Given instruction: Quote each line exactly, from the line that contains "Segment the group" down to the last line of the listing, and no other lines.

Record extracts:
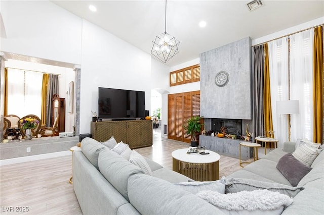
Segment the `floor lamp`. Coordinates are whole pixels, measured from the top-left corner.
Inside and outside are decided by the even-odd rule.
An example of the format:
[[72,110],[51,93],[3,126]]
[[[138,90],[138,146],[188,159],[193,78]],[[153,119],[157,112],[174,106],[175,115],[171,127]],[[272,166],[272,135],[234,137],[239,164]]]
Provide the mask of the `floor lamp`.
[[277,101],[277,114],[288,115],[288,141],[290,141],[290,115],[299,114],[299,101]]

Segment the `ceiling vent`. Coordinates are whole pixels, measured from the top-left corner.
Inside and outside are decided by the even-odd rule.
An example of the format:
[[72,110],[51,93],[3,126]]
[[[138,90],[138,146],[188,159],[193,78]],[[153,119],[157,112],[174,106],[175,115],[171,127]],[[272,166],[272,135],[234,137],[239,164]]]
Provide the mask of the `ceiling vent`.
[[247,4],[249,9],[250,11],[253,11],[262,6],[262,3],[261,0],[253,0]]

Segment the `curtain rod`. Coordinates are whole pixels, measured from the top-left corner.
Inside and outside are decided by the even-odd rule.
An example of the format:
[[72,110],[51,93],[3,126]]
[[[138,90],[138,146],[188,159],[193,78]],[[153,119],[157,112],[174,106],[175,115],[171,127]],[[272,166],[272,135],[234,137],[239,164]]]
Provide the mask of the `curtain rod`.
[[280,39],[281,38],[285,37],[286,37],[286,36],[291,36],[291,35],[292,35],[293,34],[297,34],[298,33],[302,32],[303,31],[307,31],[307,30],[309,30],[309,29],[312,29],[312,28],[317,28],[317,27],[319,27],[319,26],[324,26],[324,24],[321,24],[320,25],[316,25],[315,26],[313,26],[313,27],[311,27],[308,28],[306,28],[305,29],[301,30],[300,31],[297,31],[297,32],[296,32],[295,33],[290,33],[290,34],[286,34],[286,35],[285,35],[284,36],[281,36],[280,37],[277,37],[277,38],[276,38],[275,39],[270,39],[270,40],[268,40],[268,41],[267,41],[266,42],[262,42],[261,43],[257,44],[256,45],[252,45],[252,47],[256,46],[257,45],[262,45],[262,44],[265,44],[265,43],[266,43],[267,42],[271,42],[271,41],[275,40],[276,39]]
[[24,70],[24,69],[19,69],[19,68],[14,68],[14,67],[5,67],[5,68],[8,68],[8,69],[15,69],[15,70],[24,70],[24,71],[30,71],[30,72],[40,72],[40,73],[41,73],[49,74],[50,74],[50,75],[61,75],[61,74],[60,74],[51,73],[45,72],[37,71],[36,71],[36,70]]

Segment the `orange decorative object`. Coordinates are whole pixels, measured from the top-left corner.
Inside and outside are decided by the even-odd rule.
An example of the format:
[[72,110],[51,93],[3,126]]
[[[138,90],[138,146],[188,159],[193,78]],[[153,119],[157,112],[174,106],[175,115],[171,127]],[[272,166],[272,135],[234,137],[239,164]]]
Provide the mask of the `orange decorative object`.
[[224,135],[224,134],[222,134],[221,133],[219,133],[218,134],[217,134],[217,137],[225,137],[225,135]]

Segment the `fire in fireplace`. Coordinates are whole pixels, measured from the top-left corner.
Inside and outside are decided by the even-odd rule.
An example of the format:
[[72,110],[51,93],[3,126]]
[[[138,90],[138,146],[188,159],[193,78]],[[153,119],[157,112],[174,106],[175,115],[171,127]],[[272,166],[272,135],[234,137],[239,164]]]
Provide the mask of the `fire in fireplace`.
[[213,132],[221,132],[221,127],[227,128],[228,134],[242,135],[242,120],[231,119],[212,119]]

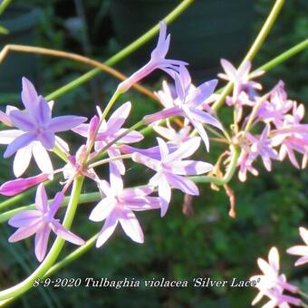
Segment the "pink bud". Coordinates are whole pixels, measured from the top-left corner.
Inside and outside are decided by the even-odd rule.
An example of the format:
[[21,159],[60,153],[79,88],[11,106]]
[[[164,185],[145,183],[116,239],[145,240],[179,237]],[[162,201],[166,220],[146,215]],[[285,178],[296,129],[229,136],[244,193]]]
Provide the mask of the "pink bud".
[[45,181],[47,178],[48,174],[41,173],[38,176],[28,178],[20,178],[10,180],[1,185],[0,194],[5,196],[14,196],[34,185]]

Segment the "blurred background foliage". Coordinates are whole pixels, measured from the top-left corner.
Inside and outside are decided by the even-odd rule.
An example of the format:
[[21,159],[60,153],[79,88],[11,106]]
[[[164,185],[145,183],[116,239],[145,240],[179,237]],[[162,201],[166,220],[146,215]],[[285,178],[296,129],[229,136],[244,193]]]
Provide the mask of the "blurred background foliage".
[[[122,3],[126,2],[129,0],[122,0]],[[153,1],[143,0],[142,5],[151,2]],[[160,4],[163,1],[157,1],[159,2]],[[167,2],[172,7],[178,1]],[[198,4],[201,2],[208,4],[210,1],[197,1]],[[192,71],[196,72],[196,75],[193,75],[193,77],[197,76],[196,81],[207,80],[217,74],[220,71],[218,68],[220,57],[231,59],[238,64],[240,56],[247,51],[274,3],[266,0],[235,0],[238,7],[242,7],[245,2],[249,2],[249,5],[253,7],[253,13],[249,13],[252,30],[249,35],[243,33],[243,36],[240,32],[236,33],[237,30],[235,32],[234,37],[239,36],[243,39],[246,35],[239,44],[241,52],[236,51],[236,54],[234,52],[232,53],[230,44],[225,41],[229,34],[225,34],[225,39],[219,38],[221,46],[216,47],[217,49],[217,58],[211,58],[209,65],[204,67],[196,65],[193,55],[192,59],[189,59],[192,62]],[[14,3],[24,5],[24,2],[21,0]],[[39,10],[36,11],[35,15],[37,22],[33,25],[34,36],[31,38],[33,41],[29,43],[86,54],[101,61],[119,51],[124,44],[119,40],[119,35],[116,36],[117,25],[115,26],[114,16],[112,17],[114,11],[111,13],[111,6],[118,5],[120,1],[32,0],[28,3]],[[213,6],[214,11],[209,11],[209,16],[212,16],[217,25],[213,25],[211,29],[198,27],[197,31],[201,37],[213,29],[218,31],[219,23],[222,23],[226,28],[224,18],[226,20],[227,14],[238,13],[226,7],[226,5],[227,6],[226,4],[231,1],[219,0],[216,3],[218,6]],[[223,13],[219,14],[219,12],[223,11],[225,14]],[[162,7],[159,12],[160,12],[159,18],[165,14]],[[130,14],[130,12],[127,12],[127,14]],[[254,67],[256,68],[301,40],[306,39],[307,15],[308,5],[305,0],[286,0],[271,34],[254,61]],[[171,34],[173,27],[176,28],[177,24],[179,27],[181,18],[184,16],[179,17],[174,26],[170,27]],[[3,19],[5,19],[5,15]],[[136,23],[141,23],[143,19],[145,18],[140,15]],[[158,19],[155,17],[154,20]],[[249,28],[246,20],[240,19],[240,21],[245,27]],[[231,19],[230,23],[233,23]],[[129,32],[130,29],[128,25],[127,31]],[[194,32],[196,29],[190,31]],[[139,34],[129,34],[132,35],[131,37],[137,37]],[[24,33],[22,32],[21,36],[24,36]],[[6,38],[2,39],[1,44],[6,43],[5,40]],[[188,47],[188,52],[193,51],[196,53],[196,59],[199,59],[200,53],[207,54],[207,50],[211,51],[212,44],[217,43],[213,41],[213,37],[204,37],[202,40],[200,39],[199,44],[197,41],[197,45],[189,43],[188,46],[183,46],[183,48]],[[18,43],[16,41],[18,40],[13,37],[10,43]],[[152,47],[154,43],[152,41],[149,45]],[[178,51],[171,50],[171,52],[177,53],[180,50],[181,48]],[[140,59],[146,61],[149,53],[144,52],[144,54],[146,56]],[[25,55],[20,56],[22,57],[20,63],[28,61]],[[29,73],[35,81],[40,92],[43,94],[50,93],[89,70],[83,64],[63,59],[43,56],[33,56],[31,59],[34,64],[31,65]],[[135,60],[134,56],[130,57],[117,65],[117,68],[126,73],[131,73],[136,68]],[[141,64],[143,63],[140,61],[138,65]],[[305,51],[263,77],[262,82],[265,90],[271,89],[282,79],[285,82],[286,89],[292,99],[302,102],[307,101],[307,64],[308,51]],[[12,72],[15,68],[12,64],[5,69],[1,67],[0,81],[5,81],[6,72]],[[29,68],[18,67],[18,69],[22,74],[24,74]],[[160,76],[161,74],[154,74],[154,77],[147,79],[145,84],[153,90],[159,89],[161,82]],[[94,112],[95,104],[103,103],[111,97],[117,82],[112,77],[110,78],[105,73],[101,73],[90,82],[57,99],[55,112],[69,113],[73,111],[74,114],[90,117]],[[10,82],[10,83],[15,88],[10,90],[9,93],[5,91],[5,89],[2,90],[0,95],[2,107],[7,102],[19,101],[20,80],[14,82]],[[128,100],[133,102],[133,112],[127,126],[157,108],[156,102],[133,90],[122,98],[121,101]],[[222,120],[227,122],[227,119],[222,118]],[[72,149],[76,149],[78,140],[78,138],[70,140]],[[149,146],[150,142],[147,140],[145,145]],[[215,161],[213,158],[220,150],[221,148],[212,146],[211,152],[207,154],[206,159]],[[201,153],[199,155],[202,156]],[[13,177],[10,164],[11,161],[1,161],[2,181]],[[274,172],[271,174],[267,173],[261,164],[258,169],[260,170],[258,178],[249,176],[246,183],[243,184],[235,177],[230,183],[236,197],[237,216],[236,219],[230,218],[227,215],[229,201],[223,189],[216,192],[211,190],[207,185],[200,186],[202,194],[201,197],[193,199],[193,214],[190,216],[182,214],[183,196],[176,192],[169,211],[163,219],[159,218],[159,213],[157,211],[139,215],[146,236],[144,245],[139,245],[132,243],[118,228],[116,234],[103,248],[91,249],[57,273],[54,277],[108,277],[114,280],[122,280],[124,277],[134,277],[136,280],[165,277],[168,280],[189,281],[194,277],[213,279],[236,277],[245,280],[258,271],[256,258],[266,257],[269,248],[276,245],[283,255],[284,272],[293,283],[301,285],[303,289],[306,288],[307,291],[308,280],[307,277],[305,278],[308,273],[307,267],[294,268],[293,266],[294,258],[284,252],[290,245],[300,242],[297,228],[299,226],[305,226],[307,221],[308,174],[305,170],[295,170],[286,161],[282,164],[274,163]],[[149,176],[148,172],[140,167],[129,168],[126,176],[127,184],[133,186],[142,180],[147,180]],[[49,188],[50,197],[55,189],[57,188],[53,188],[53,191]],[[90,192],[94,189],[95,188],[91,185],[86,185],[84,191]],[[28,202],[32,200],[33,197],[29,198]],[[27,201],[17,203],[15,206],[25,204]],[[92,206],[80,207],[74,222],[73,229],[84,238],[99,231],[101,226],[87,221]],[[28,275],[37,266],[37,264],[33,253],[33,238],[21,244],[8,245],[7,237],[13,229],[5,225],[1,226],[1,230],[0,284],[1,288],[5,288]],[[64,256],[72,248],[72,245],[66,245],[61,255]],[[12,303],[12,306],[244,308],[249,306],[255,294],[255,290],[250,288],[123,288],[115,290],[112,288],[49,287],[44,289],[41,287],[33,289],[20,300]]]

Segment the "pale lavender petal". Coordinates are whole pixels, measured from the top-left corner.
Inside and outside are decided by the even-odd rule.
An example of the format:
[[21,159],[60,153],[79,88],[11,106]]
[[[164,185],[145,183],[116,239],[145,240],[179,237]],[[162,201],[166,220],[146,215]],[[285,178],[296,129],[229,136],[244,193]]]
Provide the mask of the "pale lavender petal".
[[14,215],[7,223],[14,227],[24,227],[37,224],[41,217],[42,213],[40,211],[30,209]]
[[48,198],[46,195],[45,188],[43,187],[43,184],[40,184],[36,190],[36,196],[35,196],[35,205],[37,209],[39,209],[41,212],[46,213],[48,211]]
[[130,237],[134,242],[144,242],[141,226],[135,214],[131,210],[127,208],[121,211],[119,221],[126,235]]
[[217,127],[219,130],[223,130],[223,127],[219,120],[210,115],[209,113],[199,111],[197,109],[190,109],[190,113],[192,114],[194,120],[197,120],[200,123],[210,124]]
[[35,142],[33,147],[33,154],[40,170],[46,174],[51,174],[53,171],[52,160],[48,151],[42,146],[41,143]]
[[29,226],[24,226],[17,229],[9,238],[10,243],[21,241],[24,238],[30,237],[37,232],[43,226],[43,222],[38,224],[30,225]]
[[90,214],[89,219],[91,221],[102,221],[111,215],[117,202],[114,197],[105,197],[101,200]]
[[[118,134],[121,134],[122,132],[126,131],[127,130],[121,129],[119,130]],[[136,130],[129,132],[126,136],[121,138],[119,142],[120,143],[135,143],[142,140],[144,136]]]
[[82,135],[82,137],[88,137],[89,124],[78,125],[74,129],[72,129],[72,130],[79,135]]
[[180,189],[183,193],[192,196],[199,195],[199,190],[192,180],[174,174],[166,174],[165,176],[171,186]]
[[59,207],[63,204],[64,199],[64,194],[63,191],[59,191],[55,194],[53,202],[48,205],[49,207],[49,216],[53,217],[55,213],[58,211]]
[[13,111],[10,113],[10,118],[14,126],[24,131],[31,131],[35,130],[36,123],[31,117],[21,111]]
[[106,243],[106,241],[111,237],[118,225],[118,217],[116,213],[111,212],[111,214],[106,218],[104,226],[102,226],[99,237],[96,241],[96,247],[99,248]]
[[46,255],[48,239],[51,228],[45,225],[35,236],[35,255],[39,262],[42,262]]
[[34,114],[38,103],[38,95],[34,86],[25,77],[23,77],[22,101],[25,109]]
[[153,192],[153,188],[149,186],[126,188],[120,194],[121,198],[133,198],[136,197],[144,197]]
[[0,131],[0,144],[9,144],[24,132],[19,130],[6,130]]
[[171,188],[164,177],[159,177],[159,196],[160,198],[160,217],[164,217],[167,213],[170,199],[171,199]]
[[107,121],[107,127],[111,131],[119,130],[124,124],[131,109],[130,101],[127,101],[118,108]]
[[139,164],[147,166],[148,168],[158,171],[160,166],[160,162],[157,159],[153,159],[148,156],[142,155],[140,153],[133,153],[131,159]]
[[161,138],[157,138],[159,147],[159,153],[160,153],[160,158],[161,161],[166,160],[168,155],[168,149],[167,147],[166,142],[161,139]]
[[63,226],[62,226],[55,219],[52,223],[52,229],[58,236],[65,239],[65,241],[68,241],[70,243],[79,245],[85,244],[85,241],[82,238],[79,237],[78,236],[74,235],[72,232],[66,229]]
[[29,167],[32,157],[32,145],[17,150],[14,158],[13,172],[16,178],[21,177],[26,168]]
[[133,211],[147,211],[160,208],[160,199],[157,197],[143,197],[130,198],[125,201],[125,207]]
[[200,141],[201,140],[199,137],[194,137],[189,140],[182,143],[176,151],[168,156],[167,161],[172,164],[172,162],[175,160],[188,158],[189,156],[193,155],[198,149],[198,147],[200,146]]
[[15,153],[18,149],[26,147],[28,144],[35,140],[35,135],[32,132],[26,132],[17,137],[12,143],[10,143],[4,154],[4,158],[7,159]]
[[47,174],[40,174],[28,178],[21,178],[10,180],[1,185],[0,194],[5,196],[14,196],[34,185],[45,181],[47,178]]
[[50,120],[46,129],[53,132],[65,131],[76,128],[86,120],[87,118],[77,116],[55,117]]
[[172,173],[181,176],[193,176],[209,172],[213,165],[197,160],[174,161],[169,164]]
[[151,124],[153,122],[156,122],[157,120],[168,119],[175,116],[182,116],[183,111],[178,107],[172,107],[165,109],[161,111],[155,112],[153,114],[147,115],[143,117],[143,120],[146,124]]
[[46,125],[52,119],[52,110],[43,96],[39,96],[39,103],[35,110],[35,118],[39,125]]
[[217,83],[218,81],[217,79],[213,79],[200,84],[192,94],[192,105],[197,107],[208,99],[209,96],[214,92]]
[[55,136],[53,132],[44,130],[41,134],[37,135],[36,138],[47,149],[53,149],[55,145]]

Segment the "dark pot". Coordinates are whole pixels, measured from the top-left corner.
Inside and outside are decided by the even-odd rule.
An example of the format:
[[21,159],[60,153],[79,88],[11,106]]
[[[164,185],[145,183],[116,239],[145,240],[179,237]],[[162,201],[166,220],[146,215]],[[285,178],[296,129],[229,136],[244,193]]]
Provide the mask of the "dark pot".
[[[9,30],[7,35],[0,35],[0,47],[8,43],[33,45],[35,27],[41,11],[30,5],[11,5],[1,15],[0,24]],[[20,91],[23,76],[37,81],[37,56],[11,52],[0,64],[0,93]]]
[[[176,0],[113,0],[111,14],[119,42],[126,45],[170,12]],[[202,75],[217,72],[219,59],[238,62],[251,43],[253,0],[197,0],[169,27],[168,57],[189,63]],[[153,41],[131,59],[138,66],[149,58]]]

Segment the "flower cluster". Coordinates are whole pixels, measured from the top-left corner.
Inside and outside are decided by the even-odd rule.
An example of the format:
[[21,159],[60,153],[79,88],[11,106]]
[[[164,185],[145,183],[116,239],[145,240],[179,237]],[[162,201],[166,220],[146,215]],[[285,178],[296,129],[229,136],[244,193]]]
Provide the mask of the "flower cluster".
[[[67,241],[82,245],[83,240],[54,218],[63,203],[64,195],[79,177],[93,181],[101,196],[101,200],[89,215],[92,222],[104,221],[96,242],[97,247],[108,240],[119,223],[130,238],[143,243],[143,232],[134,212],[160,209],[163,217],[171,201],[172,189],[179,189],[186,195],[199,194],[198,188],[189,177],[208,173],[213,166],[189,158],[200,148],[201,140],[209,149],[205,124],[223,130],[219,120],[203,107],[213,94],[217,81],[206,82],[195,87],[186,63],[166,59],[169,41],[166,24],[161,23],[159,42],[149,62],[121,82],[116,91],[118,94],[125,92],[157,69],[166,72],[173,79],[176,89],[174,97],[166,104],[161,100],[164,109],[145,116],[142,121],[144,125],[151,124],[161,136],[157,138],[158,145],[153,148],[140,149],[130,145],[144,139],[140,131],[124,128],[132,108],[130,101],[123,103],[107,119],[108,111],[102,112],[97,107],[97,114],[89,123],[85,123],[86,118],[78,116],[52,118],[53,101],[47,102],[37,94],[31,82],[23,78],[22,101],[25,110],[8,106],[5,112],[0,112],[0,120],[13,128],[0,132],[0,143],[8,144],[4,157],[9,158],[15,153],[14,173],[18,178],[4,183],[0,193],[14,196],[39,185],[35,199],[37,210],[21,211],[10,218],[9,225],[18,228],[9,238],[10,242],[35,234],[35,255],[40,262],[46,255],[51,230]],[[168,86],[165,88],[169,91]],[[174,118],[183,119],[179,127],[174,127],[171,123]],[[167,126],[164,126],[162,120],[167,120]],[[65,130],[85,138],[76,153],[71,154],[66,141],[55,136],[55,133]],[[200,137],[196,136],[196,132]],[[63,167],[56,170],[50,159],[54,154],[64,160]],[[29,166],[32,155],[42,173],[19,178]],[[155,174],[146,185],[124,188],[124,159],[144,165]],[[109,181],[101,178],[100,172],[97,172],[97,168],[104,164],[109,165]],[[43,182],[53,180],[53,176],[60,173],[63,173],[64,179],[60,182],[63,188],[48,206]]]

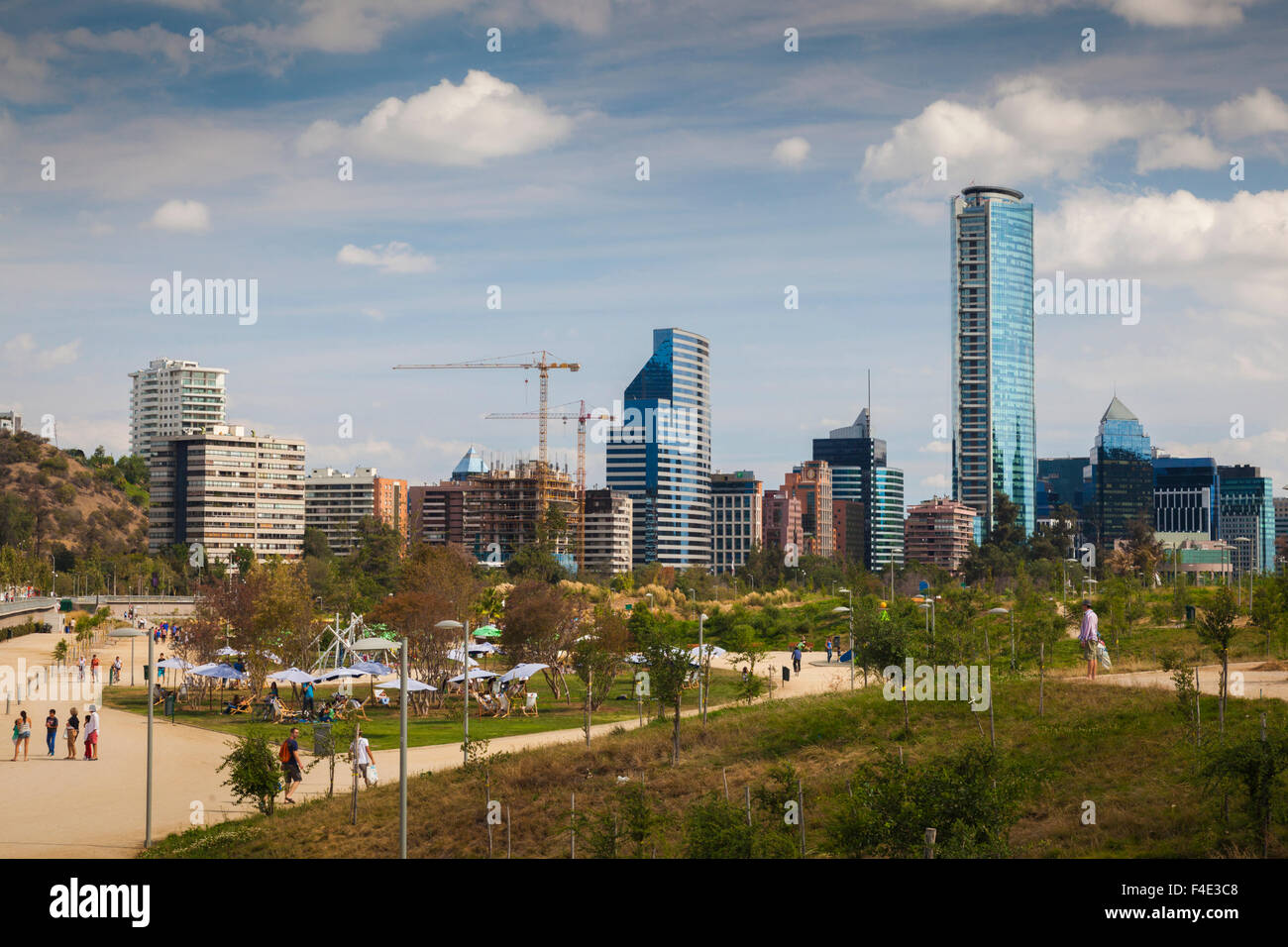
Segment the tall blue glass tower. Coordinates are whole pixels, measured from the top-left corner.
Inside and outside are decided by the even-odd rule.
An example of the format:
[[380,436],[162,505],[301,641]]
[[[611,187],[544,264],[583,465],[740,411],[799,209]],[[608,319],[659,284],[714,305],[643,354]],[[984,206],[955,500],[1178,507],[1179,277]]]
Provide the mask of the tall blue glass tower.
[[1036,526],[1033,205],[1005,187],[952,198],[953,496],[994,522],[993,493]]
[[[614,411],[614,414],[617,414]],[[634,500],[635,566],[711,566],[711,344],[654,329],[608,439],[608,487]]]

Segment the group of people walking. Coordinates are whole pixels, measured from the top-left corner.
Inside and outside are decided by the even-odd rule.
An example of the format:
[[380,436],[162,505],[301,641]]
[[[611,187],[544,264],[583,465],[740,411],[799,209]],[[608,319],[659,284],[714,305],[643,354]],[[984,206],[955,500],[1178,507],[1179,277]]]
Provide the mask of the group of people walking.
[[[50,707],[49,716],[45,718],[45,747],[49,751],[49,756],[53,756],[55,752],[55,745],[58,743],[58,713]],[[67,740],[67,755],[63,759],[77,759],[76,740],[81,737],[82,729],[85,738],[85,755],[81,759],[98,759],[98,706],[94,703],[90,703],[89,710],[85,711],[84,724],[76,711],[76,707],[72,707],[71,714],[67,715],[67,722],[63,728],[63,736]],[[18,761],[19,750],[22,751],[22,759],[26,763],[31,751],[31,718],[27,716],[26,710],[19,710],[18,719],[13,722],[12,763]]]

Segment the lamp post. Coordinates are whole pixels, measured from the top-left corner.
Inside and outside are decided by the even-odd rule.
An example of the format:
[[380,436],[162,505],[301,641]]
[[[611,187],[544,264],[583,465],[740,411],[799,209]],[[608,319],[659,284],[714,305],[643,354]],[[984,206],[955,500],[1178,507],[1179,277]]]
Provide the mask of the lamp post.
[[147,631],[139,631],[133,625],[122,625],[118,629],[107,633],[108,638],[129,638],[130,639],[130,684],[134,684],[134,639],[143,635],[148,639],[148,774],[147,774],[147,792],[146,792],[146,809],[143,816],[143,848],[152,848],[152,635]]
[[[456,631],[457,629],[464,630],[465,634],[461,635],[461,667],[464,669],[461,674],[461,693],[465,696],[465,714],[462,714],[462,733],[464,742],[461,743],[461,755],[465,763],[470,761],[470,622],[466,621],[464,625],[459,621],[440,621],[434,627],[440,627],[444,631]],[[404,682],[406,683],[406,682]]]
[[997,608],[989,608],[988,613],[1011,616],[1011,670],[1014,671],[1015,670],[1015,612],[1014,609],[1002,608],[1001,606],[998,606]]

Full solution:
Segment the group of people walking. Coordinates are whole pixels, measured from the top-left corner.
Inside and outside are decided by the even-odd rule.
An example of the format:
[[380,436],[162,505],[301,641]]
[[[611,187],[544,264],[583,465],[740,411],[799,209]],[[608,319],[659,284],[714,305],[643,354]],[[984,206],[955,500],[1178,507],[1179,277]]]
Provide the mask of the group of people walking.
[[[50,707],[49,716],[45,718],[45,747],[49,751],[49,756],[53,756],[55,752],[55,745],[58,743],[58,713]],[[67,740],[67,755],[63,759],[77,759],[76,740],[81,737],[82,729],[85,738],[85,755],[81,759],[98,759],[98,706],[94,703],[90,703],[89,710],[85,711],[84,724],[76,711],[76,707],[72,707],[71,714],[67,715],[67,722],[63,728],[63,736]],[[18,761],[19,750],[22,751],[22,759],[26,763],[31,751],[31,718],[27,716],[26,710],[19,710],[18,719],[13,722],[12,763]]]

Segment the lamp post. Coordinates are whole pixels, measured from the top-left corner.
Inside and outside are decided by the even-odd rule.
An example of the format:
[[380,436],[162,505],[301,641]]
[[[611,187],[544,264],[583,465],[740,411],[799,209]],[[608,319],[659,284],[714,305],[643,354]],[[984,206],[955,500],[1178,507],[1179,277]]]
Provide the mask of the lamp post.
[[147,631],[139,631],[133,625],[122,625],[118,629],[107,633],[108,638],[129,638],[130,639],[130,684],[134,684],[134,639],[143,635],[148,639],[148,774],[147,774],[147,792],[146,792],[146,809],[143,816],[143,848],[152,848],[152,635]]
[[[456,631],[457,629],[464,630],[465,634],[461,635],[461,667],[464,669],[461,674],[461,693],[465,696],[465,714],[462,714],[462,733],[464,742],[461,743],[461,755],[465,763],[470,761],[470,622],[466,621],[464,625],[459,621],[440,621],[434,627],[440,627],[444,631]],[[404,682],[406,683],[406,682]]]
[[997,608],[989,608],[988,613],[1011,616],[1011,670],[1014,671],[1015,670],[1015,612],[1014,609],[1002,608],[1001,606],[998,606]]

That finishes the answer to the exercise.